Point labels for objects
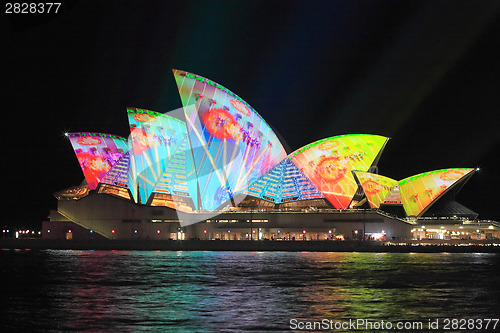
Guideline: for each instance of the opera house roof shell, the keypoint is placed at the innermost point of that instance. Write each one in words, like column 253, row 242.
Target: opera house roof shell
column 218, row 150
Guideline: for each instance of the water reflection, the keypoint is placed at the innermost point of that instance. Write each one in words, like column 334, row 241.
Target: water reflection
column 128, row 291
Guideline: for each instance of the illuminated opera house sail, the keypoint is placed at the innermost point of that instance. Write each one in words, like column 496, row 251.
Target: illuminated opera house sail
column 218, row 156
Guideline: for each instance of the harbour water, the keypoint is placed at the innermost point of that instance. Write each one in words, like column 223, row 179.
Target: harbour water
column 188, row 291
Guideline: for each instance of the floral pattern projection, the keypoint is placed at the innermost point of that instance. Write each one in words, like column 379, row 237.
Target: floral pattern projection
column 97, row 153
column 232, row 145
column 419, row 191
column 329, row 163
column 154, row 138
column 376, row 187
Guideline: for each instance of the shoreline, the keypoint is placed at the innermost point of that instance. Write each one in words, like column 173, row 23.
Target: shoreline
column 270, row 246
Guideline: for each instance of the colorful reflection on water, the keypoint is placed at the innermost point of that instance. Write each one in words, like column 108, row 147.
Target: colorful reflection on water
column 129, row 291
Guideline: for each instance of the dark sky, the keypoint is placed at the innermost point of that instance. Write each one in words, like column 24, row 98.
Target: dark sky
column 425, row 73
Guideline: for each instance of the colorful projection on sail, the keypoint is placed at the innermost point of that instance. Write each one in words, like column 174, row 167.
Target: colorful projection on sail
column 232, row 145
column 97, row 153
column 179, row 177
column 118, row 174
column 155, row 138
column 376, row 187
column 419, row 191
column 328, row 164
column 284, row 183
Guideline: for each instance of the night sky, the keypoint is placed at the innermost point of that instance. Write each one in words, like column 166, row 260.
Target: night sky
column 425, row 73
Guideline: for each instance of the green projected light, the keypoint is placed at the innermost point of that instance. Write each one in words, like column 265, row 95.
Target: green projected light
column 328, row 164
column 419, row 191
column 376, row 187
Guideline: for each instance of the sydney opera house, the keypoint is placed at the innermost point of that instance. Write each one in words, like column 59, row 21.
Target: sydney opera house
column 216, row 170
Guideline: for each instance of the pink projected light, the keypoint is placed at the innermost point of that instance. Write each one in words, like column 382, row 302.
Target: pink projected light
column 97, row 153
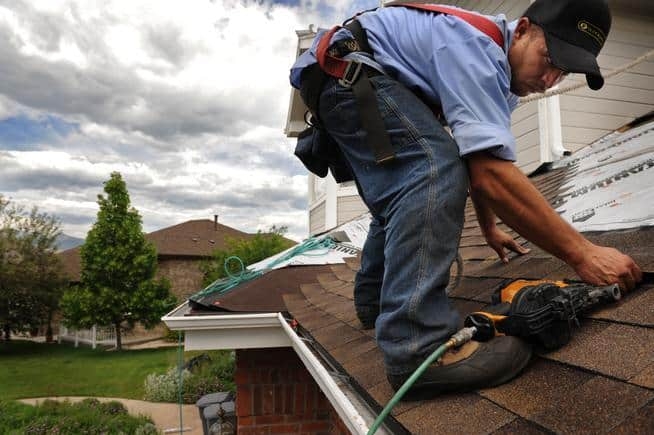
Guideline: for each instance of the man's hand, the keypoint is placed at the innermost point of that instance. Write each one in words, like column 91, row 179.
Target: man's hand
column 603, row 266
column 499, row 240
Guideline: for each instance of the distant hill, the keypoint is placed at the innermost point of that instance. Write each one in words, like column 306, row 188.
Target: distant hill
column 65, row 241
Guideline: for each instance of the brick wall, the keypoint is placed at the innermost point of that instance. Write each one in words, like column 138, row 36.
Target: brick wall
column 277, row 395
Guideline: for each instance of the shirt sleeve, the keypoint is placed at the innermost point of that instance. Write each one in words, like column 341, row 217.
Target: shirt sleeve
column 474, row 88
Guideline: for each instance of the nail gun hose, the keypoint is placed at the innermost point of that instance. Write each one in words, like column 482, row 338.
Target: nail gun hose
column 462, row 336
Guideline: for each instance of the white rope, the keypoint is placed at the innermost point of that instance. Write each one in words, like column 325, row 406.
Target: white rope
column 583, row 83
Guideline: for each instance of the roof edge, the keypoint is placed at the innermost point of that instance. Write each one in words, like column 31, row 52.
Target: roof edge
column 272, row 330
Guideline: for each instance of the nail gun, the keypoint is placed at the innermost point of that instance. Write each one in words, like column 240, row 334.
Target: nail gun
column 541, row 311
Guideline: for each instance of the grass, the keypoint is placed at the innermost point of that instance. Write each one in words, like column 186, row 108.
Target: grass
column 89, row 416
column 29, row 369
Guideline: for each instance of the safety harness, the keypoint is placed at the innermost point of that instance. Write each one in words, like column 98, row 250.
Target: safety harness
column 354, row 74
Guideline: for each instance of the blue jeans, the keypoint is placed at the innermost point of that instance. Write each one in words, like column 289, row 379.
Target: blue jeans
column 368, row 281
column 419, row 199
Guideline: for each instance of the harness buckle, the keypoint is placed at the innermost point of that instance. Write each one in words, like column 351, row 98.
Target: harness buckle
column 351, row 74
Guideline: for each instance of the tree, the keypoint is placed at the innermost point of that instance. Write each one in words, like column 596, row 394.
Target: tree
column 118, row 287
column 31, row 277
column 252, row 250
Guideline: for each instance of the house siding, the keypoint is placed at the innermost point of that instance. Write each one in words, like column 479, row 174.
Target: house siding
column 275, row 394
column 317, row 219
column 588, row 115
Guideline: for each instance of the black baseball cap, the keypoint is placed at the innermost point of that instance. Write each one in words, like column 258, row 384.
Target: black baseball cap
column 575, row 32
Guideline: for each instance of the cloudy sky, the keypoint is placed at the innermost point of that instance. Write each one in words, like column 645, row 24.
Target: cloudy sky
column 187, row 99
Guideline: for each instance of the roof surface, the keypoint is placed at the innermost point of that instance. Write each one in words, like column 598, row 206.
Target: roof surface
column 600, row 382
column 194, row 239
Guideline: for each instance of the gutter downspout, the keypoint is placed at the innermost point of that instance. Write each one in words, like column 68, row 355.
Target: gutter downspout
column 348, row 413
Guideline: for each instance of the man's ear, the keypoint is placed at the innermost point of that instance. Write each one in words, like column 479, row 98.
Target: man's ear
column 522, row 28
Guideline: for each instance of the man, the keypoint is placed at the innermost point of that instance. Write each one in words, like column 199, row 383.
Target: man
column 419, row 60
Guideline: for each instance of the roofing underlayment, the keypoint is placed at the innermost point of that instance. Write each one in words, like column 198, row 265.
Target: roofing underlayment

Task brief
Copy all of the rows above word for word, leaving out the pictures.

Answer
Guideline: for each instance of the opera house roof shell, the keypoint is placed at the innermost point of that instance. Write each one in words, like column 253, row 242.
Target: opera house roof shell
column 218, row 150
Guideline: for each instance of the water reflection, the keypoint is placed at the innermost point of that instance. Write each one in words, like column 334, row 241.
Target: water reflection
column 128, row 291
Guideline: for each instance of the illuminated opera house sail, the keypoint is placed at the innermost point of that instance. Write each one in words, like column 496, row 251.
Target: illuminated opera house sail
column 218, row 156
Guideline: for each instance of the harbour water, the keypoint is placed at the innermost point of that instance. Write each one in words, like column 223, row 179.
Target: harbour water
column 188, row 291
Guideline: for each instance of the floral pattern projection, the keypoint is placed at the innermost point of that instance. Write each one in words, like column 379, row 237.
Target: floral pattern projection
column 97, row 153
column 232, row 145
column 419, row 191
column 329, row 163
column 154, row 138
column 376, row 187
Guideline: for each instance of the shoreline, the keypoint is placed at the innermost point of that instance. Write each one in words, like column 173, row 23.
Target: shoreline
column 270, row 246
Guideline: for each instance of the colorful reflection on water, the keypoint is placed at the innermost point of that instance. Write each one in words, like column 108, row 147.
Target: colorful reflection on water
column 129, row 291
Guideline: for each instance of the dark sky, the keypoint is placed at the innermost point of that instance. Write each one in words, like column 24, row 98.
Target: dark sky
column 425, row 73
Guideline: for each instance of the colorful projection on sail, the keypoint is placed at the innermost point of that instance. Write each one in words, like column 174, row 167.
Target: colorful projection on sail
column 232, row 145
column 97, row 153
column 179, row 177
column 118, row 174
column 155, row 138
column 376, row 187
column 419, row 191
column 328, row 164
column 284, row 183
Guideline: for each instance of the night sky, the keypoint is placed at the innermost point of that instance. Write each one in words, like column 166, row 260.
Target: night sky
column 425, row 73
Guideline: for each instance of the green projected light, the keypoint is placed at the innermost point of that instance. Write each one in words, like column 265, row 95.
Target: green projected light
column 328, row 164
column 419, row 191
column 376, row 187
Guideline: for each instance of the sydney opera house, the keypoint is placed at the innermost point of that instance. Write each one in words, like column 59, row 21.
Target: sydney opera house
column 216, row 170
Guideline: for each instance of the pink projected light, the keypoint is placed at the innermost point of that instance. Write each one in words, like column 382, row 302.
Target: pink projected light
column 97, row 153
Guideline: for each instance of the man's hand, the keypoint is placed at the innermost point of that instance. Write each one in words, like column 91, row 179.
Target: man's hand
column 603, row 266
column 499, row 240
Guideline: for each instance of the distant hill, the keypoint is placed at the innermost point of that instance. Write each one in words, like column 306, row 188.
Target: distant hill
column 65, row 241
Guideline: for each instance of the brick wall, the keypoint is placed at the innermost point of that instance. Write each one in words, like column 138, row 36.
Target: brick wall
column 277, row 395
Guideline: for each instance of the shirt sleeve, the keypoint is placed at the innermost point of that instance. Write each one in words, like column 341, row 217.
Target: shirt sleeve
column 474, row 88
Guideline: for each instance of the nail gun hose, the keypoint is placed at the innermost point of that instance. Write each one in words, like column 482, row 338.
Target: nail gun hose
column 462, row 336
Guideline: for each instance of the white rope, the keypoint is placed at the innermost point of that instance. Write each one in words, like column 325, row 406.
Target: white rope
column 583, row 83
Guideline: for each instance of the roof edge, the keypoint is placed at the innermost point of that instance. Write each one in words, like column 31, row 52.
Target: roof edge
column 272, row 330
Guideline: for each instance of the nail gun, the keypoint is placed at the innermost point of that instance. Write each one in words, like column 240, row 334.
Target: nail gun
column 541, row 311
Guideline: for each instance of the grass, the keypoint is placed at the innermost point of that instance. Write each one in words, like column 186, row 108.
Target: grass
column 89, row 416
column 29, row 369
Guideline: for each instance of the safety harness, the keypoint is placed at the innermost point of that instance. Write each one in words, like column 98, row 250.
Target: safety harness
column 354, row 74
Guideline: for each instance of the blue jeans, the keypoint is placed at the innermost point of that instance. Write each one in words, like column 289, row 379.
Target: blue jeans
column 368, row 281
column 419, row 199
Guideline: for each instance of the harness buckle, the keypoint is placed at the innermost point of that instance. Write each one in words, like column 351, row 98.
Target: harness buckle
column 351, row 74
Guideline: for each instance of the tree, the keypoint is placed at the innermost point of that instance. Write each one in words, like column 596, row 394.
Target: tree
column 118, row 287
column 31, row 277
column 252, row 250
Guideline: for each instance of the house siding, the keypoint is placed at the innermost point of that instance. Write each one in words, like column 479, row 174.
Target: house siding
column 275, row 394
column 317, row 219
column 588, row 115
Guideline: for each instance of the black baseball cap, the keypoint is placed at the innermost point of that instance. Write each one in words, like column 258, row 384.
Target: black baseball cap
column 575, row 32
Guideline: for each instance of the cloudy sky, the keypoint is placed at the innermost point of that instance. Write each one in words, like column 645, row 24.
Target: cloudy sky
column 187, row 99
Guideline: for each instance of the roof surface, the keypoint is placed at the innermost point of that instance. Write each one in words, like column 598, row 206.
Target: roof surface
column 600, row 382
column 194, row 239
Guideline: for each instance of the gutter downspout, the keypoint is placed at the innermost point of that instance. Write each one in words, like column 68, row 355.
Target: gutter downspout
column 348, row 413
Guideline: for each instance of the man's ear, the keypoint is placed at the innermost point of that instance. Write each one in words, like column 479, row 98.
Target: man's ear
column 522, row 28
Guideline: for each instance of the man, the keypoint is placed at the innermost point of that instance. Write each one in words, like column 199, row 383.
Target: man
column 419, row 60
Guideline: for each instance of the roofing underlayment, the keypoint is placed at the innermost point of that instance. Write each one in words, like column 198, row 265.
Target: roofing underlayment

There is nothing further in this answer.